[Exercise brief]
Please reproduce the material below word for word, starting with the line that contains "Wanted = one point per instance on the grey shirt" and going on through the line that contains "x=128, y=187", with both of those lines included.

[Records shown]
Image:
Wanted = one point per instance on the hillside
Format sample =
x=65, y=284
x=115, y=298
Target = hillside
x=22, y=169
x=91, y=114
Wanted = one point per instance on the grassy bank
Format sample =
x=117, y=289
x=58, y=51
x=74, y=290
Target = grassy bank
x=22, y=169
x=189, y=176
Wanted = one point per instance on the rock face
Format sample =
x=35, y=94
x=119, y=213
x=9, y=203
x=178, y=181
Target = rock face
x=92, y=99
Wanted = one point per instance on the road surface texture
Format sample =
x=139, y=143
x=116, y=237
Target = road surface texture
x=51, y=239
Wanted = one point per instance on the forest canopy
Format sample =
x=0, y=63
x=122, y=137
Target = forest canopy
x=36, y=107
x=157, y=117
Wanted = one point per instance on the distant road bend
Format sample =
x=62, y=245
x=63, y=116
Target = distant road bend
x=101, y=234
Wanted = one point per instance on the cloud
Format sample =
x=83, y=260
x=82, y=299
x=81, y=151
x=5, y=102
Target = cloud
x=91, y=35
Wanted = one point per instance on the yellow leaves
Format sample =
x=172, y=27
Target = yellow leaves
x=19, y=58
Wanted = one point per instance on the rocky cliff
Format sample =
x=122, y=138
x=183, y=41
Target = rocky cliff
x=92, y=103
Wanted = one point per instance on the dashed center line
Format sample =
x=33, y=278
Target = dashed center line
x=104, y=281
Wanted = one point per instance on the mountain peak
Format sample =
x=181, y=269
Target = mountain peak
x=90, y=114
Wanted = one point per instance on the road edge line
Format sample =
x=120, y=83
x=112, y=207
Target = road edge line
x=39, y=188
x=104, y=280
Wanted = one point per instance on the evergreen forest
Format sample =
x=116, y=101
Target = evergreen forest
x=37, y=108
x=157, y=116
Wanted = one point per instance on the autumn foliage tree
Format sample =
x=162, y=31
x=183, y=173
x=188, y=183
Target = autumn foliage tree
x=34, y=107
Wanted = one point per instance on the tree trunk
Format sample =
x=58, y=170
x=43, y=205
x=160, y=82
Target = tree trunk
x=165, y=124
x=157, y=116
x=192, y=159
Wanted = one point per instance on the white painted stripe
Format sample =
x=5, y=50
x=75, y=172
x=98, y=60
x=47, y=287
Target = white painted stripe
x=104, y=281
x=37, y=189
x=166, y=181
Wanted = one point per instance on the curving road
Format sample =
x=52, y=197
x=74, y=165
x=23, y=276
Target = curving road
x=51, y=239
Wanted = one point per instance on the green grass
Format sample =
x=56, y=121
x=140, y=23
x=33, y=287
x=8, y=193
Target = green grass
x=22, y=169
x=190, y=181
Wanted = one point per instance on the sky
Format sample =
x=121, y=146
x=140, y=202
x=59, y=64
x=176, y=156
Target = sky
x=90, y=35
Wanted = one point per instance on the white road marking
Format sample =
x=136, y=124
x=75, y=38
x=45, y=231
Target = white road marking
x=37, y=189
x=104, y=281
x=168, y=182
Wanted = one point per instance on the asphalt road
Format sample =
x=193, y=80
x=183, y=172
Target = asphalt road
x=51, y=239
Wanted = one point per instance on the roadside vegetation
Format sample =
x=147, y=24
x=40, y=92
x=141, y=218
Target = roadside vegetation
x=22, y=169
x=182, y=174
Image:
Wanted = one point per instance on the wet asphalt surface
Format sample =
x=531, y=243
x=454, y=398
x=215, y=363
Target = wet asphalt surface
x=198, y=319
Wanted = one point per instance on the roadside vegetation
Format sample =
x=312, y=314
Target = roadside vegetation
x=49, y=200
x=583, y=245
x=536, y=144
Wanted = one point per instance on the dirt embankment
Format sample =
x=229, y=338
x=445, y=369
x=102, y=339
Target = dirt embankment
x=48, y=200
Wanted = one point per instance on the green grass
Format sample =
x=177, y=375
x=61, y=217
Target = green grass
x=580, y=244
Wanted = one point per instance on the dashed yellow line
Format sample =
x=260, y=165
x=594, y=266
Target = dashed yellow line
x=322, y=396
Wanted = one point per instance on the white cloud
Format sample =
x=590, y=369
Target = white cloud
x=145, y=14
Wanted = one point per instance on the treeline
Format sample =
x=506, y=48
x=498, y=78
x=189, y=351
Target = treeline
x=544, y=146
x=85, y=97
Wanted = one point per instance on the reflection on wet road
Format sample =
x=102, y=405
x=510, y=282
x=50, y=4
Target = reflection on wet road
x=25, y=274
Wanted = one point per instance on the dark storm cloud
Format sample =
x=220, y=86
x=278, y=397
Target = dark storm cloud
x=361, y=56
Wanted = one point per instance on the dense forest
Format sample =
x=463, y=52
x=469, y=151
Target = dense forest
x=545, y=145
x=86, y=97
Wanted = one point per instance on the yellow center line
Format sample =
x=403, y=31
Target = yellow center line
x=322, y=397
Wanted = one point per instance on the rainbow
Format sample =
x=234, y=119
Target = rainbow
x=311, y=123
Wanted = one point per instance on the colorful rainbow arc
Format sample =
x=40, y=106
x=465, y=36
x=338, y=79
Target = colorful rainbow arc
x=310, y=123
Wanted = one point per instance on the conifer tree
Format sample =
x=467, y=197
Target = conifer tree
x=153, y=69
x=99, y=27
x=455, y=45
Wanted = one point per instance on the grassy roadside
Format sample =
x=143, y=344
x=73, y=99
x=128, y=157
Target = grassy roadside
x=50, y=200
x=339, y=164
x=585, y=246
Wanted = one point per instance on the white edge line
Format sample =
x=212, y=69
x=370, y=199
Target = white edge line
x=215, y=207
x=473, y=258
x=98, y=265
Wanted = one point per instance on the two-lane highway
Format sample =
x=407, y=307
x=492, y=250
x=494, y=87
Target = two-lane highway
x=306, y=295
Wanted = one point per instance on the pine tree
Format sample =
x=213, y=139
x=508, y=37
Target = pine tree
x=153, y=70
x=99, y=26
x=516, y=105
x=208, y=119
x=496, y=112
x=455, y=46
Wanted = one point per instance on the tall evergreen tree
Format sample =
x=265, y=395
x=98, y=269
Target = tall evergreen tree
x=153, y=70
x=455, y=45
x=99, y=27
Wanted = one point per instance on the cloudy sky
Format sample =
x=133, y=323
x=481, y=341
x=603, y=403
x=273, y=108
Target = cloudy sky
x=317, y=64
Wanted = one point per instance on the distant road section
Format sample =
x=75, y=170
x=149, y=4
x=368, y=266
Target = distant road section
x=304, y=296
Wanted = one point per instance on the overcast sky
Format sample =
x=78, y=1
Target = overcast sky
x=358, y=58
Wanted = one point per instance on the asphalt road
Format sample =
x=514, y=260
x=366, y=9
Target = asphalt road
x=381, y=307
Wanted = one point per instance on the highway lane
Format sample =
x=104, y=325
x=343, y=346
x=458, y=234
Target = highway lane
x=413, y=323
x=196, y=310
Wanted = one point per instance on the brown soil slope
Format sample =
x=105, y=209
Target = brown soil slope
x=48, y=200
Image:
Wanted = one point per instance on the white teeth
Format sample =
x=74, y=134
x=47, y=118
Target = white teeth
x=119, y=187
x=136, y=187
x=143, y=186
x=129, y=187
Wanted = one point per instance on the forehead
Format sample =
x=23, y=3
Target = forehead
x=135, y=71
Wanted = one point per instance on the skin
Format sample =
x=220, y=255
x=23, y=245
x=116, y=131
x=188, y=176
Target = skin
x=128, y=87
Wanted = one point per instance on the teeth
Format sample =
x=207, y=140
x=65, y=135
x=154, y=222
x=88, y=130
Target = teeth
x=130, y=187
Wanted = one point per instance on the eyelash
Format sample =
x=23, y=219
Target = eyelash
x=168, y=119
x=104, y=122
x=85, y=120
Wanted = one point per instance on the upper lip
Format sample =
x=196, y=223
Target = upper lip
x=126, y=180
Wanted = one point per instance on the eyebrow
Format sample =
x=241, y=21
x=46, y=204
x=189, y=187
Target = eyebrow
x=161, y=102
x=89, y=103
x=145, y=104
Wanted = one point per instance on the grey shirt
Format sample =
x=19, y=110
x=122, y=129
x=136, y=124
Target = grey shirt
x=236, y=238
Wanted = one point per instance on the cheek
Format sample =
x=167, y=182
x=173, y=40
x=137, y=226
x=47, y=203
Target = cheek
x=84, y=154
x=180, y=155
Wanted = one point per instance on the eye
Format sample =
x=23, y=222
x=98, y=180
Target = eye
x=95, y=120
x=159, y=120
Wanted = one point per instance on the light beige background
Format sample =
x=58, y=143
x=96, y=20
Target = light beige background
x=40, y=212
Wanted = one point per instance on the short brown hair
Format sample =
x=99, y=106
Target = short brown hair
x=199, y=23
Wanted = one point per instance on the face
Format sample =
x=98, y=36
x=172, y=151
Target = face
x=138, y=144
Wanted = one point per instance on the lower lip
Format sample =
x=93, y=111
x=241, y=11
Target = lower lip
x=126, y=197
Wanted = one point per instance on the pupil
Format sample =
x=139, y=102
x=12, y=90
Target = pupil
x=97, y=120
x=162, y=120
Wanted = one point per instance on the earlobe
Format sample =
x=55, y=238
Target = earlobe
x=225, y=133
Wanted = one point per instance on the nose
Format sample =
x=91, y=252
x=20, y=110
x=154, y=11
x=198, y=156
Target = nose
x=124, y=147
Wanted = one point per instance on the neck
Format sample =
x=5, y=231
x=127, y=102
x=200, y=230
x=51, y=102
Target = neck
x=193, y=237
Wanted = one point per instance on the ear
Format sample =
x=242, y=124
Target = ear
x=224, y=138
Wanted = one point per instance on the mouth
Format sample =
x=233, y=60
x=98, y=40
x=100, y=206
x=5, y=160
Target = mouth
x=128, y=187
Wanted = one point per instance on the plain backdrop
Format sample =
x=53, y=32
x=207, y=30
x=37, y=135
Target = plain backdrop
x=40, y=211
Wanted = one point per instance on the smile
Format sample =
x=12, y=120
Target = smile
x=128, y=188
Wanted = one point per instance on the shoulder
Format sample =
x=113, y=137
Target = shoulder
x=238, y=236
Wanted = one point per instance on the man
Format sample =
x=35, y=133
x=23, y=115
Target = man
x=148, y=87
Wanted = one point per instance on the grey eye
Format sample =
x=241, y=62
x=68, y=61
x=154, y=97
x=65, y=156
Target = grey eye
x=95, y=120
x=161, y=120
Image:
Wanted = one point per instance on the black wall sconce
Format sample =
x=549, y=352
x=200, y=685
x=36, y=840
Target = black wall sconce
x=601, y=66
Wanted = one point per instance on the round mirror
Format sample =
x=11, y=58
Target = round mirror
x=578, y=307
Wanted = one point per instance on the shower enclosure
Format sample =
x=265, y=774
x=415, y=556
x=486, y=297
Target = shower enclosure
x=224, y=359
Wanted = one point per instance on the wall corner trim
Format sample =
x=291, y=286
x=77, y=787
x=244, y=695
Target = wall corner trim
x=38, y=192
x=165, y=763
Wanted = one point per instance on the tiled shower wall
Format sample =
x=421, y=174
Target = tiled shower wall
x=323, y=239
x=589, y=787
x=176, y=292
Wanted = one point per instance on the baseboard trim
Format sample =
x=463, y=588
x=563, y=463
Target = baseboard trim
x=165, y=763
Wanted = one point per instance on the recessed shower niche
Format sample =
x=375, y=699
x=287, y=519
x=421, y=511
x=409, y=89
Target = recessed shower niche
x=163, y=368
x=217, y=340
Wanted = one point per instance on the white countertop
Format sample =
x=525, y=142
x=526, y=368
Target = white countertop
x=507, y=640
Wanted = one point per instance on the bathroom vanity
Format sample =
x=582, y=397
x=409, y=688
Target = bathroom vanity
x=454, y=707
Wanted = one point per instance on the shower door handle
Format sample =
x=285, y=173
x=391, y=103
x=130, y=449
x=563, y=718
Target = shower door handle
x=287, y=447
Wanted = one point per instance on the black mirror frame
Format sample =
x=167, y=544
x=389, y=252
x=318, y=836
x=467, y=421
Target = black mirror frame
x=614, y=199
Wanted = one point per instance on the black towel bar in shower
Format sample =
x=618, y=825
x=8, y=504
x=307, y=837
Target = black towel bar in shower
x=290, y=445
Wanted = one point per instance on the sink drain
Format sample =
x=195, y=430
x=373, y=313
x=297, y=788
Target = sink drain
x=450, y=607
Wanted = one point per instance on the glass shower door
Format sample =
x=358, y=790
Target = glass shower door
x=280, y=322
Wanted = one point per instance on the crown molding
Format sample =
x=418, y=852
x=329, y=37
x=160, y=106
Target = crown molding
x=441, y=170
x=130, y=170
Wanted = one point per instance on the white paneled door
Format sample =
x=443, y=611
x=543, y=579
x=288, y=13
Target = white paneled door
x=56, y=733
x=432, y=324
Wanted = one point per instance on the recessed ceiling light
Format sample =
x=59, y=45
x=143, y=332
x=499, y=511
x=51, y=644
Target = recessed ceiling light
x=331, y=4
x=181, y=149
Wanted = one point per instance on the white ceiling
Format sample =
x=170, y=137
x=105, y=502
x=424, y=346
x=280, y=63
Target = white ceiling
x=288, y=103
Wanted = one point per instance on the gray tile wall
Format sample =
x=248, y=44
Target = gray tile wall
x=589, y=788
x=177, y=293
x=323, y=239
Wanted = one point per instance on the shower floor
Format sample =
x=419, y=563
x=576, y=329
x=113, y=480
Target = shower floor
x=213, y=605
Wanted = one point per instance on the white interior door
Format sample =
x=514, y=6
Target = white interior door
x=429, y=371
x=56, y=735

[Written answer]
Wanted = one point per instance on the grey shirt
Format sample =
x=19, y=110
x=122, y=129
x=136, y=124
Target = grey shirt
x=236, y=238
Wanted = one point per instance on the cheek
Format sample =
x=167, y=182
x=173, y=40
x=137, y=226
x=47, y=203
Target = cheek
x=84, y=154
x=180, y=155
Wanted = one point per instance on the eye
Format sample =
x=23, y=222
x=98, y=180
Target = eye
x=95, y=120
x=159, y=120
Wanted = one point per instance on the light beige background
Format sample =
x=58, y=143
x=96, y=20
Target = light beige background
x=40, y=212
Wanted = one point per instance on the short brown hair
Format sample =
x=99, y=106
Target = short brown hair
x=199, y=23
Wanted = one point per instance on the face
Format sample =
x=98, y=36
x=172, y=151
Target = face
x=138, y=144
Wanted = one point per instance on the lower lip
Format sample =
x=93, y=111
x=241, y=11
Target = lower lip
x=126, y=197
Wanted = one point per instance on the pupil
Format sample =
x=139, y=102
x=12, y=90
Target = pupil
x=97, y=120
x=162, y=120
Wanted = one point per instance on the earlobe
Format sample =
x=55, y=238
Target = earlobe
x=225, y=133
Wanted = one point per instance on the nose
Format sample =
x=91, y=252
x=20, y=110
x=154, y=11
x=198, y=156
Target = nose
x=124, y=147
Wanted = one point per instance on the neck
Format sample =
x=5, y=231
x=127, y=102
x=200, y=230
x=51, y=102
Target = neck
x=193, y=237
Wanted = one point per instance on the ear
Format sample =
x=242, y=124
Target = ear
x=224, y=138
Wanted = one point per instance on the mouth
Format sample =
x=233, y=60
x=98, y=40
x=100, y=206
x=5, y=160
Target = mouth
x=128, y=187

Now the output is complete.